- HOW TO COMPLETE THIS TASK:
Could you print every line from the first one of the records below through the line containing "target | dog's eye", with both included and nothing else?

** Opening PROVIDED RECORDS block **

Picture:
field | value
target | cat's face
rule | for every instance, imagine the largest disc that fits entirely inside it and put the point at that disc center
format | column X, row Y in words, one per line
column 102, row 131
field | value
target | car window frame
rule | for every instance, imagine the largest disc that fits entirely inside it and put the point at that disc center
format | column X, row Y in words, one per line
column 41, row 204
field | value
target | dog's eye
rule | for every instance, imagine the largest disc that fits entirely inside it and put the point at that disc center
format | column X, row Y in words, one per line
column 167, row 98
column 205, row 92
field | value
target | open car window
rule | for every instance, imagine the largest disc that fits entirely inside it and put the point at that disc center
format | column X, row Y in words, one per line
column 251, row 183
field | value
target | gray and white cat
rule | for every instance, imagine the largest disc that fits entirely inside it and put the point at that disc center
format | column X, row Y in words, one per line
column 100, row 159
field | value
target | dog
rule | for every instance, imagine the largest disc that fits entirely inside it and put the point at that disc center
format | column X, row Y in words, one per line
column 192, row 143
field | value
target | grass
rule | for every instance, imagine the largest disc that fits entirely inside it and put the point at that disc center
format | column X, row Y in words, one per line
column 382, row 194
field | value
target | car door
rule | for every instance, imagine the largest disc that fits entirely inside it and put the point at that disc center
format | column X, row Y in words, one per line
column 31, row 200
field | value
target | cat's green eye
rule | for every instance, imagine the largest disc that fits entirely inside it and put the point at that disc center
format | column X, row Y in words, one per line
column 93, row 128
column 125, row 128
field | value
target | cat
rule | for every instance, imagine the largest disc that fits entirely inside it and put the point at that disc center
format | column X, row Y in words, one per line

** Closing PROVIDED RECORDS block **

- FINISHED EXERCISE:
Picture:
field | value
target | cat's face
rule | for every instance, imagine the largest disc that fits entirely inside it and put the point at that disc center
format | column X, row Y in words, one per line
column 102, row 131
field | value
target | car window frame
rule | for every instance, imagine the largest disc that fits entirely inside it and put the point at that disc center
format | column X, row Y in words, one per line
column 41, row 204
field | value
target | dog's eye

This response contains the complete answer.